- Source document -
We’ve been thinking about daycare for Daigoro for almost a year now, searching on and off for a suitable place. Although I never wanted my daughter to grow up under the care of strangers, it’s been obvious for quite a while that we need a daycare. Daigoro needs friends, I need to get out of the house, my wife needs to stop working overtime, and we all need more money. Daycare is the only answer.

So we’ve been looking, somewhat reluctantly. Finding a daycare that answers all of our needs has been a difficult quest. The nice places, that give you the feeling that your child will be lovingly nurtured and encouraged to grow, cost so much money they are out of the question for us. The places we can afford are uniformly terrible. “Family” daycare (in a caregiver’s home) is the cheapest option of all, but I’ve heard too many horror stories of children sitting around a TV for six hours at a time while the “caregiver” talks on the phone and does her nails. Not really what I had in mind for my little monster girl, thank you.

- Given problem a -
In the passage about looking for a daycare, which option is the cheapest of all?

- Input records -
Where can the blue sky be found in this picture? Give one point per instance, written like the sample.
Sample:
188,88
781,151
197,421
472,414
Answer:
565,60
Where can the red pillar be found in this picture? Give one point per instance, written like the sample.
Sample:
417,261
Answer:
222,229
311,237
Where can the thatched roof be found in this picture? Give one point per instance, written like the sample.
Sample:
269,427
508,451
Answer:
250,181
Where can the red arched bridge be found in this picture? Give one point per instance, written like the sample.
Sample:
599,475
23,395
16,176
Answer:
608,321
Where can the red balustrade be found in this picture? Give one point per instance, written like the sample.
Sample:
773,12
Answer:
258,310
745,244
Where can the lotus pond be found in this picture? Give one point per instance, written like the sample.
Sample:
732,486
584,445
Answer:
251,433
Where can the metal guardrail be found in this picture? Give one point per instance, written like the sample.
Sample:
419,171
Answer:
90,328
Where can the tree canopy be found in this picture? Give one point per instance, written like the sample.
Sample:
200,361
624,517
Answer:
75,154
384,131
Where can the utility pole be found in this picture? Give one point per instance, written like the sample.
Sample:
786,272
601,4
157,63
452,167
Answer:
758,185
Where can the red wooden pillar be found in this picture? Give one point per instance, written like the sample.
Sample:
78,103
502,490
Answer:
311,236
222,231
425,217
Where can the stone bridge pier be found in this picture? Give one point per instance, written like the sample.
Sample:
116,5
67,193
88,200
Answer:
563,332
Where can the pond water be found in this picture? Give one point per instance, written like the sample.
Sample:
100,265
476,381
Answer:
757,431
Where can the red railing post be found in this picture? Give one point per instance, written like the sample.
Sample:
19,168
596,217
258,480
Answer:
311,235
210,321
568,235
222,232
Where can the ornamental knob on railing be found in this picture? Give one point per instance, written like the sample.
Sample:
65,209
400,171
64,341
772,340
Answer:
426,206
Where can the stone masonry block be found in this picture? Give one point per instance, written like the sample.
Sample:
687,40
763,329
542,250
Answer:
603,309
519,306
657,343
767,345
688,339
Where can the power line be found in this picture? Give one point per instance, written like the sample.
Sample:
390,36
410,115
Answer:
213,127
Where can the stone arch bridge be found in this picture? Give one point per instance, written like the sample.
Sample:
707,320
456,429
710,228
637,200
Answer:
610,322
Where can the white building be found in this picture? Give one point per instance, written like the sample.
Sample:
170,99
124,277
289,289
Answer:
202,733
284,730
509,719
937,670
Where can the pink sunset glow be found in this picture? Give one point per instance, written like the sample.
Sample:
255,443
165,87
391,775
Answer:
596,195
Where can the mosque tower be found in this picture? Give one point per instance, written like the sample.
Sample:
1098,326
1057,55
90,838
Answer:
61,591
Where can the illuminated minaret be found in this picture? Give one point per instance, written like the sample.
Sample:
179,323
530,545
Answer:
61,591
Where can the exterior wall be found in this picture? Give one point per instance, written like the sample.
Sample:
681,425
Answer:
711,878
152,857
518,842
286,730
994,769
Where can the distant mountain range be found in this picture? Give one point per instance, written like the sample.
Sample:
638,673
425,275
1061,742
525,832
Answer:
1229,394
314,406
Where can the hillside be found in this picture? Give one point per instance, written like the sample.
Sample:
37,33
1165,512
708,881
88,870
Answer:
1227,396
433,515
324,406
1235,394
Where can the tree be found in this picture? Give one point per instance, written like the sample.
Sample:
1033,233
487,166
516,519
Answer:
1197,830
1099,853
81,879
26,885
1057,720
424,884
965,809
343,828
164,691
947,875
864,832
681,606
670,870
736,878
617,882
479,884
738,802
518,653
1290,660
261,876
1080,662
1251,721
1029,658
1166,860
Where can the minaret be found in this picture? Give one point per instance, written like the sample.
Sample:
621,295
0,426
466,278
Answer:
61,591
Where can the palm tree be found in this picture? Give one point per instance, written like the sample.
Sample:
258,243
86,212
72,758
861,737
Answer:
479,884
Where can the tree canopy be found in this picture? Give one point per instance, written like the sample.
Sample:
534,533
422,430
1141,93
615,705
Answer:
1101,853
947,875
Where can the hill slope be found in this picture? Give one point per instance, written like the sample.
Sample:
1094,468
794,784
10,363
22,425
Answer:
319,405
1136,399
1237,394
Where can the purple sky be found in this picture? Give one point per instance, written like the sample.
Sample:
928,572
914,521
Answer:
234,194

- Given problem b -
List every line of the records that contains the string "railing", matching case exactly.

- Complete response a -
"Family" daycare, in a caregiver's home.

- Complete response b -
Where can the red railing post be found in this picture? Give one point per instance, written like the sample.
Where can the ornamental knob on railing be found in this picture? Give one point per instance, written like the sample.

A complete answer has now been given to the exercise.